Reproduce every line of the listing as written, apart from the pictures.

[Segmentation dataset records]
——
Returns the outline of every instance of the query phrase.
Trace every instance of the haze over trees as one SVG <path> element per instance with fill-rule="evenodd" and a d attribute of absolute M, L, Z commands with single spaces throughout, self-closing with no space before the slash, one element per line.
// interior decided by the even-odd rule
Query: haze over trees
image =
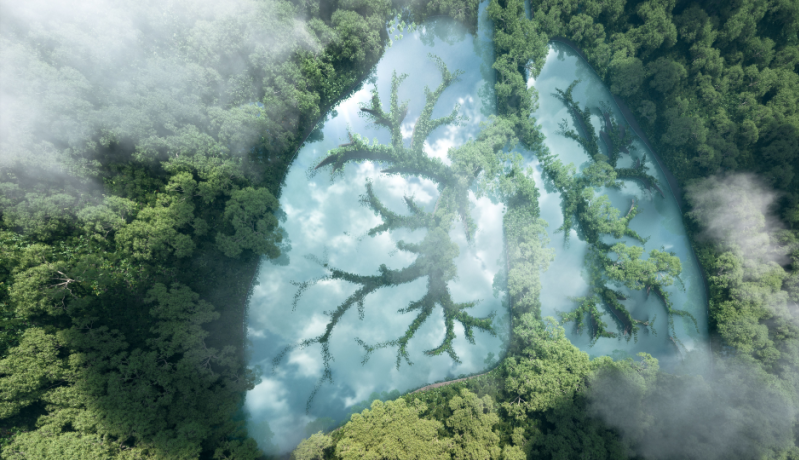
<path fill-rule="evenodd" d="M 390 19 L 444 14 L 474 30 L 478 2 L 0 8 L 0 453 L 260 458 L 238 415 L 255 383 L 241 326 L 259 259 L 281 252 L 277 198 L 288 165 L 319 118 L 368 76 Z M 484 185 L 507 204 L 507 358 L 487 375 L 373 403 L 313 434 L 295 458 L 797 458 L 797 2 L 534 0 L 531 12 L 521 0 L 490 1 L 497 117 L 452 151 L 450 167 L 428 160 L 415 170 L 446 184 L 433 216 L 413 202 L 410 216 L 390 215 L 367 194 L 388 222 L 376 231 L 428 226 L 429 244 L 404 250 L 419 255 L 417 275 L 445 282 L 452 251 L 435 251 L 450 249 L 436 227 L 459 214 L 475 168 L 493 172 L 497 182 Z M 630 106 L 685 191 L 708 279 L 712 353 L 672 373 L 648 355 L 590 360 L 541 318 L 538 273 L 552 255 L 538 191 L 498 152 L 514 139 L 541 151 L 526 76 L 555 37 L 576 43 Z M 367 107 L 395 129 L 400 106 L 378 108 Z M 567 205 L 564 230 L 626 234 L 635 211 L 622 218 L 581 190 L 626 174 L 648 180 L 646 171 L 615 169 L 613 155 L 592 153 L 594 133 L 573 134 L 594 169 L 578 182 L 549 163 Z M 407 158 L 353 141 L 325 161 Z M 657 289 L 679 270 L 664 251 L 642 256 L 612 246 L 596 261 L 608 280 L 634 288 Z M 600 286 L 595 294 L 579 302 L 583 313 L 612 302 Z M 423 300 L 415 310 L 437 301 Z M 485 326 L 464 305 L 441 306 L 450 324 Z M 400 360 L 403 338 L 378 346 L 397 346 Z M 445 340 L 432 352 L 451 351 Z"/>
——
* Output:
Returns the outline of every instance of the query phrase.
Trace every instance of the haze over trees as one SVG <path> element per instance with fill-rule="evenodd" and a d attribute of absolute M, L, Z commands with single spaces throughout, self-closing with no space before the slash, one element per line.
// interior decided by the even-odd rule
Query: haze over trees
image =
<path fill-rule="evenodd" d="M 390 19 L 444 14 L 474 30 L 478 2 L 0 8 L 0 453 L 260 458 L 238 415 L 255 383 L 241 326 L 259 259 L 281 252 L 277 198 L 288 165 L 319 118 L 368 76 Z M 484 185 L 507 204 L 507 358 L 487 375 L 373 403 L 313 434 L 295 458 L 797 458 L 797 2 L 534 0 L 531 12 L 521 0 L 490 1 L 497 117 L 452 151 L 450 167 L 428 160 L 415 170 L 446 184 L 433 216 L 413 202 L 410 216 L 390 215 L 367 194 L 388 222 L 376 231 L 428 226 L 429 244 L 404 250 L 419 255 L 417 275 L 445 282 L 452 251 L 435 251 L 450 249 L 436 227 L 459 214 L 475 168 L 493 172 L 497 182 Z M 630 106 L 685 191 L 708 279 L 712 353 L 672 373 L 648 355 L 590 360 L 541 318 L 538 273 L 552 255 L 538 191 L 498 152 L 514 139 L 541 151 L 526 76 L 555 37 L 576 43 Z M 367 107 L 395 129 L 400 106 L 378 108 Z M 567 205 L 564 230 L 626 234 L 635 211 L 622 218 L 581 190 L 626 174 L 648 180 L 646 171 L 615 169 L 613 155 L 592 153 L 594 133 L 573 134 L 594 169 L 578 182 L 549 163 Z M 407 158 L 353 141 L 325 161 Z M 657 289 L 679 270 L 664 251 L 642 256 L 612 246 L 596 261 L 608 280 L 634 288 Z M 600 286 L 595 294 L 579 302 L 583 313 L 612 302 Z M 423 300 L 415 310 L 437 301 Z M 485 326 L 464 305 L 441 306 L 450 324 Z M 400 360 L 403 338 L 378 346 L 397 346 Z M 445 340 L 432 352 L 451 351 Z"/>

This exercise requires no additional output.